[Start of Attachment]
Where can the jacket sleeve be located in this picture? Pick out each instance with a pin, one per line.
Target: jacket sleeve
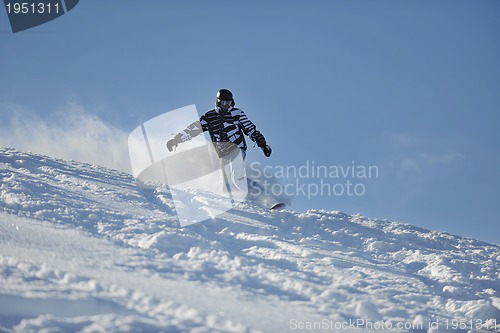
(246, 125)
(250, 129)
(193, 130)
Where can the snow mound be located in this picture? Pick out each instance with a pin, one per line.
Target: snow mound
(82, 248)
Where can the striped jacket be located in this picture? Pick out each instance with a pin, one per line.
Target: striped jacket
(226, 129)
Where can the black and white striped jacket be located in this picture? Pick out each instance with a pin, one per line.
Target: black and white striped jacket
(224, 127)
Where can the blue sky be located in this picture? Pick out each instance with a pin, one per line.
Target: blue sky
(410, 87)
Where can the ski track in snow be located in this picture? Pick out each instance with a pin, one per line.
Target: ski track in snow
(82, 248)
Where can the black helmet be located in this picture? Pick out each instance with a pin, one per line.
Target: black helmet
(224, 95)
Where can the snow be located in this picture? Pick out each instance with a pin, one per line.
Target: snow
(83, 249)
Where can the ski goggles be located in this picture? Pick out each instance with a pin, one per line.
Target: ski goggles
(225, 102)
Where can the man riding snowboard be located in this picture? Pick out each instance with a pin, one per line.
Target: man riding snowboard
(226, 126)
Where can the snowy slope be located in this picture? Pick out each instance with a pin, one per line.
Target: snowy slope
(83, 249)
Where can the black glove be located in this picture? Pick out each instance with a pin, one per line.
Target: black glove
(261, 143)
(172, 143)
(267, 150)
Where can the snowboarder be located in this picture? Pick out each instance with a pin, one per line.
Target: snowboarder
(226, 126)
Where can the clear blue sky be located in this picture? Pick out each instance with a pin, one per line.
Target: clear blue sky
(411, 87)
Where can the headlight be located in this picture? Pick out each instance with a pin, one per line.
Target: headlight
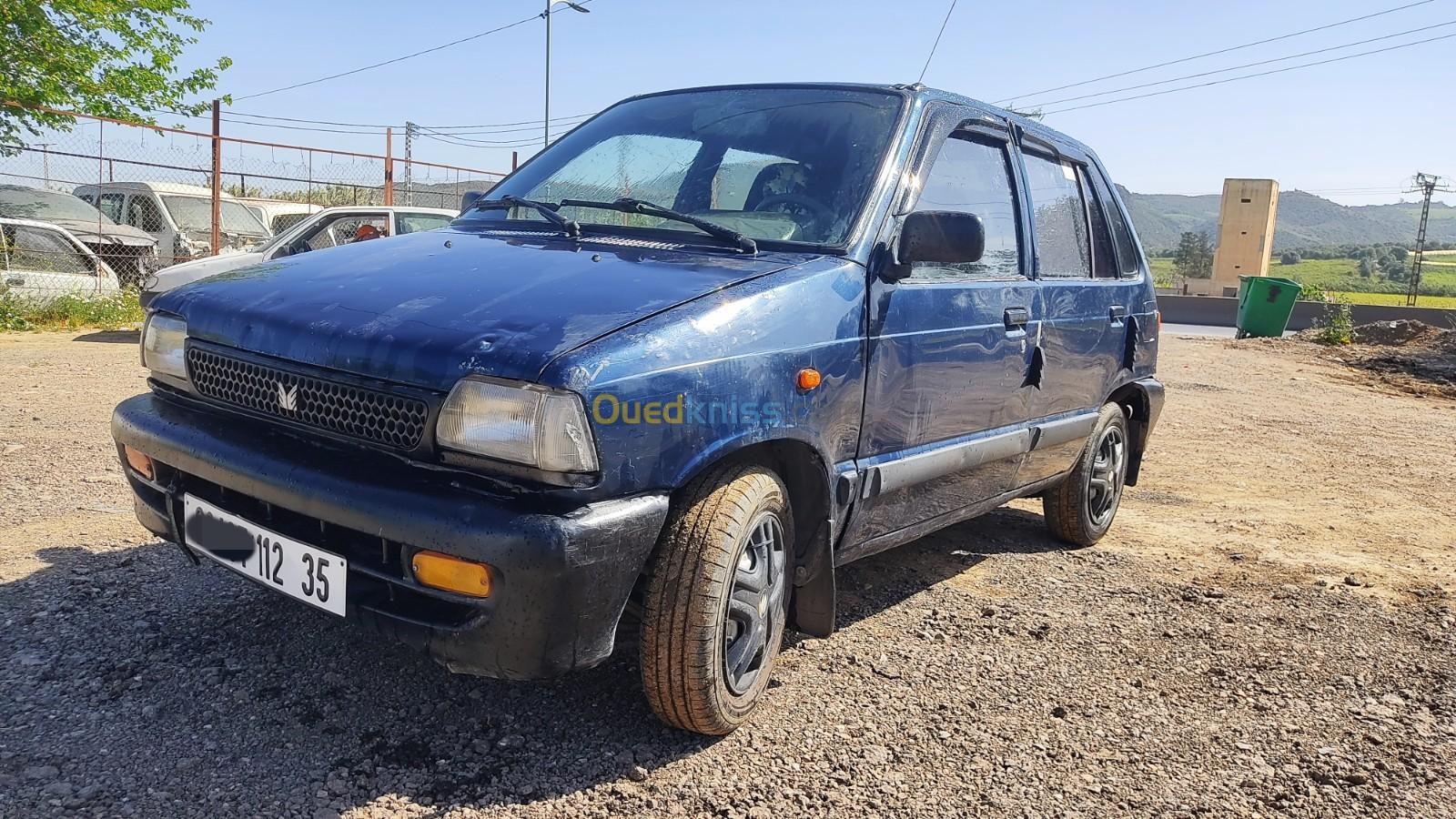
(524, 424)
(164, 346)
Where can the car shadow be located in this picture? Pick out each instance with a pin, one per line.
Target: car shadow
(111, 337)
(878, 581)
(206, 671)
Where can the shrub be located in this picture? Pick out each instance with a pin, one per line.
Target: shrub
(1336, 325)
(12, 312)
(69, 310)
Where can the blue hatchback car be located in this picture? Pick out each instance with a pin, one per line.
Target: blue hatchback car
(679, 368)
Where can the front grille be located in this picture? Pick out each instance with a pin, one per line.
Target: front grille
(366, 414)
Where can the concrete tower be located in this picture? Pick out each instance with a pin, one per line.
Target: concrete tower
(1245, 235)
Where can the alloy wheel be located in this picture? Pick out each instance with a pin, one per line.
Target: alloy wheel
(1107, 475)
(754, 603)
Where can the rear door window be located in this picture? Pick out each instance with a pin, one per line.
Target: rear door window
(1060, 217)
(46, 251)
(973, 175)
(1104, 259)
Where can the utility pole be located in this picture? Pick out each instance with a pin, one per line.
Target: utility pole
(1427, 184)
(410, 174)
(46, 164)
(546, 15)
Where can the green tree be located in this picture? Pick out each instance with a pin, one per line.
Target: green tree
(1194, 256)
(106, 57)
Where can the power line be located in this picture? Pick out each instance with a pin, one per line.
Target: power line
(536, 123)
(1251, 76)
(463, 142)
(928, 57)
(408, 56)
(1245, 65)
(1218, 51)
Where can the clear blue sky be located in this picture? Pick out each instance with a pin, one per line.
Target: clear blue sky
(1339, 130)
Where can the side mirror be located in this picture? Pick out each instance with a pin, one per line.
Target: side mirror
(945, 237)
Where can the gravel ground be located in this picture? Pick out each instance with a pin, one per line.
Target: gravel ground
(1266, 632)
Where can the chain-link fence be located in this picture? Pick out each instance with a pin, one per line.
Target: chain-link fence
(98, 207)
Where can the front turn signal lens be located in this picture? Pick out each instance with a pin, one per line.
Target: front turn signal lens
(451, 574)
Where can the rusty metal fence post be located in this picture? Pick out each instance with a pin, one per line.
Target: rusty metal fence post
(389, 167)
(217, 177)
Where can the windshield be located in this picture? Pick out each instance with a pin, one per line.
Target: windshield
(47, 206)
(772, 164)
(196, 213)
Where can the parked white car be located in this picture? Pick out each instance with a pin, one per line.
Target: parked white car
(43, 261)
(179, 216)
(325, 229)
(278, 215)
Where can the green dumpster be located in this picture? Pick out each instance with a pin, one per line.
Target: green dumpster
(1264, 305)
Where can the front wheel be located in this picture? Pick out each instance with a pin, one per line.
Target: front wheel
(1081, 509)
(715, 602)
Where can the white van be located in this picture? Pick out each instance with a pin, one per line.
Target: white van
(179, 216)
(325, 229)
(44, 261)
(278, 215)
[End of Attachment]
[Start of Attachment]
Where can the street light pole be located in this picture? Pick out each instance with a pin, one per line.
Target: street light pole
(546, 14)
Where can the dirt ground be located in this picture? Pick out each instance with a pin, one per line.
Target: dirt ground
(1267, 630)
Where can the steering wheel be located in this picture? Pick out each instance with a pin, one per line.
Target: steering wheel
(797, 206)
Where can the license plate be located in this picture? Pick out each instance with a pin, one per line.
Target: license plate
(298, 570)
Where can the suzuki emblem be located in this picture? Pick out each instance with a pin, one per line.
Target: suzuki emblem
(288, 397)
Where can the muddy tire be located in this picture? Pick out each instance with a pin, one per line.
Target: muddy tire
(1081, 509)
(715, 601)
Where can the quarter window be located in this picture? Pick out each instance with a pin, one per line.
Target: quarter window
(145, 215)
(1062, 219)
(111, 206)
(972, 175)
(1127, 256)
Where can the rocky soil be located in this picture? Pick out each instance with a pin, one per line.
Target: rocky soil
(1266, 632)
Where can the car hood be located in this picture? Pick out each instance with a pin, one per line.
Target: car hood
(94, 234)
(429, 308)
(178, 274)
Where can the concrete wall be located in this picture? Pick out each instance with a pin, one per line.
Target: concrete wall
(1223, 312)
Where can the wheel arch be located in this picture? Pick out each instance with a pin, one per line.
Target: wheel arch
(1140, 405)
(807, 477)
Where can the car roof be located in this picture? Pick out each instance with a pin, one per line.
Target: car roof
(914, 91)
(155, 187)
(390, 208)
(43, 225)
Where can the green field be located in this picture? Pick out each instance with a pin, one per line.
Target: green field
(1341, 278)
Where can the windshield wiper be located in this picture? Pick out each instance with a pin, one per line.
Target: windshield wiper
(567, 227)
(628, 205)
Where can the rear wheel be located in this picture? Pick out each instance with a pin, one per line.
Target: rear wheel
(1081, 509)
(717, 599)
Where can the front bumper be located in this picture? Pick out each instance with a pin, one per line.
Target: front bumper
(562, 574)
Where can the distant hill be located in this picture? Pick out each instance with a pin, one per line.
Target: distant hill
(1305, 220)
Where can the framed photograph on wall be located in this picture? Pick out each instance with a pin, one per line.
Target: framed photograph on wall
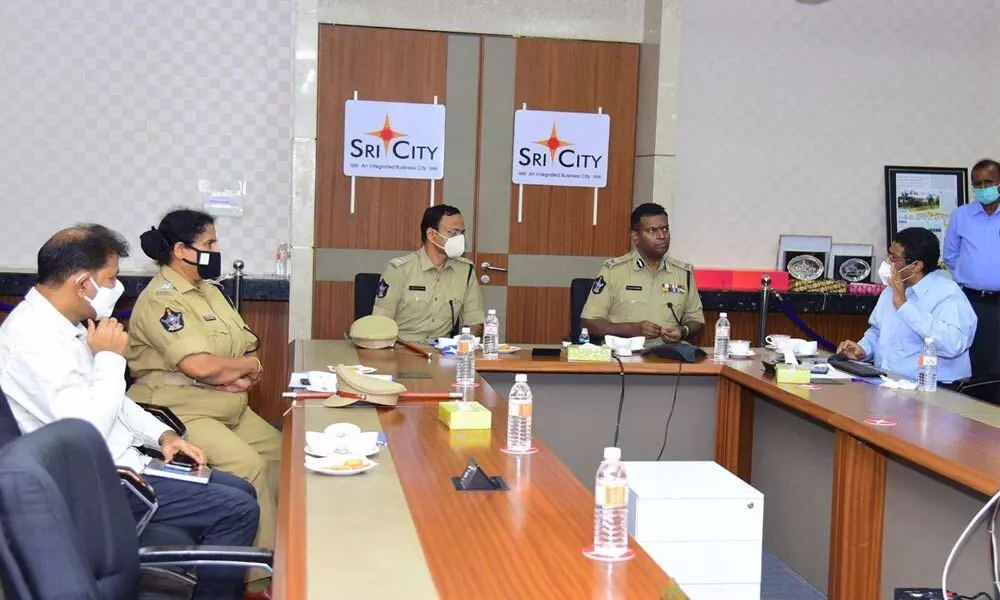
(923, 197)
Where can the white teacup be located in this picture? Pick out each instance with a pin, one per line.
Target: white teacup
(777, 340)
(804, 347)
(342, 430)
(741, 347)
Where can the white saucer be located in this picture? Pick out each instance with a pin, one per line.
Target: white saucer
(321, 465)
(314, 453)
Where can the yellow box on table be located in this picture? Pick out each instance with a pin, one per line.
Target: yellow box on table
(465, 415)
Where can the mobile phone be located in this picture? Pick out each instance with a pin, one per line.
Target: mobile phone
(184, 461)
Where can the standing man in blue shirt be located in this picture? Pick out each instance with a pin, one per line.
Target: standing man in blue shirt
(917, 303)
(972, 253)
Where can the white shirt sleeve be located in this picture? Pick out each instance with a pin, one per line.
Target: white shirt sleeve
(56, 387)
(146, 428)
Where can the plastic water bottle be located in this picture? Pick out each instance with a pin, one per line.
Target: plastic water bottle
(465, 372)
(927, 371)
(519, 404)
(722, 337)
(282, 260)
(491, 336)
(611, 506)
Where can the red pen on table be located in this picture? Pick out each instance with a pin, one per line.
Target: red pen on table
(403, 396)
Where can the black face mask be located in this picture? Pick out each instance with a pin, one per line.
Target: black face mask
[End of Attachment]
## YOUR GOAL
In the entries above, copy each line that contains the string "mask".

## EXERCISE ANSWER
Where can the black face mask be located in this picture? Pick out each instance with a pin, one per line.
Target: black face mask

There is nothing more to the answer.